------ RECORDS FOR THIS EXERCISE
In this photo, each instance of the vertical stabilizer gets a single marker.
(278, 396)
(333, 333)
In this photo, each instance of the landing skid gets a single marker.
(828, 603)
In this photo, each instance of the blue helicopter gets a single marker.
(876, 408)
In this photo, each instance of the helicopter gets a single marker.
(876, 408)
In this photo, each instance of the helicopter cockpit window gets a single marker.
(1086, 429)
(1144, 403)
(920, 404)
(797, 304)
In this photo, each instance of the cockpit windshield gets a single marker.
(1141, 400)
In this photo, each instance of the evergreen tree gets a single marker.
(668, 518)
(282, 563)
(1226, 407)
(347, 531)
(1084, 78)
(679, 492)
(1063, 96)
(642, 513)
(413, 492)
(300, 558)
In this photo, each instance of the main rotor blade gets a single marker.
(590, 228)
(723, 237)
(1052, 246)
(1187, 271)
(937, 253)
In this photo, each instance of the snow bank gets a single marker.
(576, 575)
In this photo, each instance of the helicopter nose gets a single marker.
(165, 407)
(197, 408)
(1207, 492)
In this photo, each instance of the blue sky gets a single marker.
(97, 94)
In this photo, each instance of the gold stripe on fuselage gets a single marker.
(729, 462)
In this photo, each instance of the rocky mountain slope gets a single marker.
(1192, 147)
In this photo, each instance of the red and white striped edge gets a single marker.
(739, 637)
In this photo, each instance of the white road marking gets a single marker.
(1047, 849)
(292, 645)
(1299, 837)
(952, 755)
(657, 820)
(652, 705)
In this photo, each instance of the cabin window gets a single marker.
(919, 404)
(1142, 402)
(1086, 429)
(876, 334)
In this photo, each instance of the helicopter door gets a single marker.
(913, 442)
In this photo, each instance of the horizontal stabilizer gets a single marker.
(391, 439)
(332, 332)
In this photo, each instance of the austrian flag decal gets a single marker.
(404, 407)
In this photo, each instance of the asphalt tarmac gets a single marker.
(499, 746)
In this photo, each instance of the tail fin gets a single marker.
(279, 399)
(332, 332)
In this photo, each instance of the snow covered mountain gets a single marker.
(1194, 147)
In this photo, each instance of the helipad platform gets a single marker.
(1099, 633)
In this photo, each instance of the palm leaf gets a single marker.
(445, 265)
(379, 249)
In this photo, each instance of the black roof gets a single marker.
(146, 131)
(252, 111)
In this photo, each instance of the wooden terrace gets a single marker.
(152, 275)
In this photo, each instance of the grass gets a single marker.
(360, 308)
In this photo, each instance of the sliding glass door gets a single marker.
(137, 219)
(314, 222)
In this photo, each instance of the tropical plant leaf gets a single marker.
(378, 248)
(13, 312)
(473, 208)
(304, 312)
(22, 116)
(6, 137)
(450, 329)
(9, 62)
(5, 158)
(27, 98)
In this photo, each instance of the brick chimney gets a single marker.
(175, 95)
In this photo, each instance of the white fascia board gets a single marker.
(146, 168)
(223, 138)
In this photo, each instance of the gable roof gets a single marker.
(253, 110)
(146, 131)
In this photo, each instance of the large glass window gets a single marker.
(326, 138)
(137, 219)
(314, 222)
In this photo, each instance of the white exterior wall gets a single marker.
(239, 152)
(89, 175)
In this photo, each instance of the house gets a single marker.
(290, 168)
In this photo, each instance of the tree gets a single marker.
------------
Reproduce every one of the records above word for word.

*RESULT*.
In this photo, each instance of the vertical stabilizer gets a single marker.
(278, 396)
(333, 333)
In this photo, each instance of the landing skid gets a single marker.
(828, 603)
In this photo, each instance of the blue helicopter gets a single marker.
(876, 408)
In this photo, each instance of the helicopter gets a single marker.
(876, 408)
In this photo, each instance of the helicopter cockpit window gets a single marker.
(1086, 429)
(1144, 403)
(920, 404)
(797, 304)
In this photo, each instance of the cockpit windshield gets a single marker.
(1141, 400)
In this photo, each instance of the evergreen tree gets a single marker.
(668, 518)
(282, 563)
(1226, 407)
(347, 531)
(1084, 78)
(679, 492)
(1063, 96)
(642, 513)
(413, 492)
(300, 558)
In this photo, each instance of the main rotor blade gets a single marker.
(590, 228)
(723, 237)
(1052, 246)
(1187, 271)
(937, 253)
In this photo, each instance of the snow bank gets a single marker.
(576, 575)
In this photo, each instance of the helicopter nose gets a single marker.
(165, 407)
(197, 408)
(1207, 492)
In this photo, each instance of the blue sky gets a single marker.
(97, 94)
In this photo, each instance of the gold stripe on fuselage gets a single marker.
(729, 462)
In this photo, each instance of the rocky mountain slope gets a single marker.
(1192, 147)
In this photo, each instance of the red and white striped edge gets a single marker.
(739, 637)
In this photo, each instance of the white road marking gets a single marker.
(1047, 849)
(292, 645)
(1299, 837)
(952, 755)
(657, 820)
(652, 705)
In this photo, each instance of the cabin window gets a single marker.
(919, 404)
(1142, 402)
(1086, 429)
(876, 334)
In this photo, each instance of the helicopter door gets a single marker.
(913, 442)
In this photo, each instance of the horizontal stabilizer gets a single marker.
(391, 439)
(332, 332)
In this photo, each instance of the austrian flag decal gets a single marker.
(404, 407)
In this photo, each instance of the asphalt tarmac gets a single marker.
(499, 746)
In this photo, each instance of the tail fin gets a single marker.
(279, 399)
(332, 332)
In this photo, each instance of the snow covered mountain gets a single marker.
(1194, 147)
In this photo, each instance of the helipad platform gets a single marker.
(1099, 633)
In this photo, each instance of the palm leaf gets a single marker.
(445, 265)
(379, 249)
In this photo, each instance of the black roof gets a single marker.
(146, 131)
(252, 111)
In this photo, each instance of the wooden terrace gets a single marker.
(152, 275)
In this photo, each instance of the grass gets a single marker.
(360, 308)
In this photo, each instance of the sliding glass door gets a single marker.
(137, 219)
(314, 222)
In this photo, each instance of the tropical plant leaf gets a single marker.
(378, 248)
(13, 312)
(473, 208)
(304, 312)
(22, 116)
(6, 137)
(450, 329)
(9, 62)
(5, 158)
(27, 98)
In this photo, each instance of the brick chimney gets a single marker.
(175, 95)
In this photo, each instance of the white fascia board gets a single marker.
(146, 168)
(223, 138)
In this photo, each instance of the gable roof gets a single marker.
(253, 110)
(146, 131)
In this photo, each instance of the large glass window gets a single marker.
(326, 138)
(137, 219)
(314, 222)
In this photo, each instance of the white exterior wall gets a single marker.
(239, 152)
(89, 175)
In this photo, each instance of the house gets a single marker.
(290, 168)
In this photo, each instance of the tree gets a single marker.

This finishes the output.